## Aim
Copy the listing below line for line, changing nothing.

--- start Supplied entries ---

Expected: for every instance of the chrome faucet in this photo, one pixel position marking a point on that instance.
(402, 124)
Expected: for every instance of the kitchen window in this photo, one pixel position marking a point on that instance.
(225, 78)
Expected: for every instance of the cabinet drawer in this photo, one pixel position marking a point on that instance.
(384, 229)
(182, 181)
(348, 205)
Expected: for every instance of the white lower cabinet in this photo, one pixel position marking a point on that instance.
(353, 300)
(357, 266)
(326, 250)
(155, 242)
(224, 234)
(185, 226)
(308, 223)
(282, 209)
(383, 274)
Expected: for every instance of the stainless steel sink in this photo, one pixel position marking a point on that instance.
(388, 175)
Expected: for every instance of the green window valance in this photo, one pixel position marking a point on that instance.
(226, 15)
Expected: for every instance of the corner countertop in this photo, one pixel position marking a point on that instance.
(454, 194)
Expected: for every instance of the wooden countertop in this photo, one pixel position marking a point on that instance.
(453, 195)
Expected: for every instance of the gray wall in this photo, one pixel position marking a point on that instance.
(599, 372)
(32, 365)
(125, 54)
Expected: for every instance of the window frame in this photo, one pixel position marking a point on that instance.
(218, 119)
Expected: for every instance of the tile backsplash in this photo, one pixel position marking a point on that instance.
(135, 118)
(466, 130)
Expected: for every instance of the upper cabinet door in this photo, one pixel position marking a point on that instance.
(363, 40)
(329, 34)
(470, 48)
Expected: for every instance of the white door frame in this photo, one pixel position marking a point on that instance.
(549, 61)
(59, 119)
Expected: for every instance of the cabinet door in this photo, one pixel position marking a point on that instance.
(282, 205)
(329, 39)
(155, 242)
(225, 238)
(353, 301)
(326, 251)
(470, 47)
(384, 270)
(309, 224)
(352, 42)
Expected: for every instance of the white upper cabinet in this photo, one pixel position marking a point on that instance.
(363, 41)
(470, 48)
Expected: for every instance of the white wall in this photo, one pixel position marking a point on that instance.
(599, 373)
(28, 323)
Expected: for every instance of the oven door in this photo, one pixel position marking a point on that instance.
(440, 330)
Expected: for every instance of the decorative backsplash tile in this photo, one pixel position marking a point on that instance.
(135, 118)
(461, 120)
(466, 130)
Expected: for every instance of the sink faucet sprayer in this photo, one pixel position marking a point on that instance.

--- end Supplied entries ---

## Solution to this task
Expected: for every instance of the chrome faucet in this photo, one pixel position marking a point on that instance.
(402, 124)
Expected: for every instance of the kitchen window in this photo, one pixel position marking a point on that instance.
(225, 78)
Expected: for every instance of the cabinet drawer in this photo, one pixel position marking a point on that instance.
(384, 229)
(182, 181)
(348, 205)
Expected: for every instance of the white lower cabinet in this photo, one pixel position marking a point on that instance.
(353, 300)
(357, 266)
(326, 250)
(155, 242)
(224, 234)
(185, 226)
(308, 223)
(282, 209)
(383, 274)
Expected: for every instance of the stainless steel sink in this photo, one pixel position marking a point on that instance.
(388, 175)
Expected: for every instance of the green window valance in this photo, one pixel position marking a point on that instance.
(226, 15)
Expected: for every instance of the corner countertop in this photo, one pixel position marking a point on that instance.
(454, 194)
Expected: for every instance of the wooden countertop in this photo, one pixel position marking a point on that instance.
(453, 195)
Expected: for every instance of the gray wall in this photo, one pixel position marking a point on that instance.
(599, 372)
(32, 365)
(125, 54)
Expected: for every instance of the window frame in this photo, one pixel position marking a point on that instance.
(218, 119)
Expected: for every instance of the tile backsplash in this photo, one pixel position marking a point on that instance.
(135, 118)
(466, 130)
Expected: for every instance of the upper cabinet door in this photo, one pixel position marking a point on that instance.
(363, 40)
(329, 34)
(470, 48)
Expected: for every instance of the white door frame in this photo, one pixel position marking a point on that instance.
(549, 61)
(59, 119)
Expected: for every instance of the cabinet door in this photo, one pixel position marking a point on that instance.
(282, 205)
(329, 39)
(155, 242)
(225, 238)
(353, 301)
(326, 251)
(470, 47)
(384, 270)
(309, 224)
(352, 42)
Expected: for every instance of the white upper cabinet in this photo, one pixel position marking a point on that instance.
(363, 41)
(470, 48)
Expected: for every instance of the white wall in this photo, one pixel position marking a point on that instance.
(599, 373)
(28, 323)
Expected: for every instance of the oven door in this photo, one pixel position marking a point on that instance.
(440, 330)
Expected: for every instance of the decorative backsplash tile in this photo, one pixel position marking a point on that instance.
(135, 118)
(461, 120)
(466, 130)
Expected: for every instance of the sink faucet sprayer in this photo, one pixel position marking a point on that instance.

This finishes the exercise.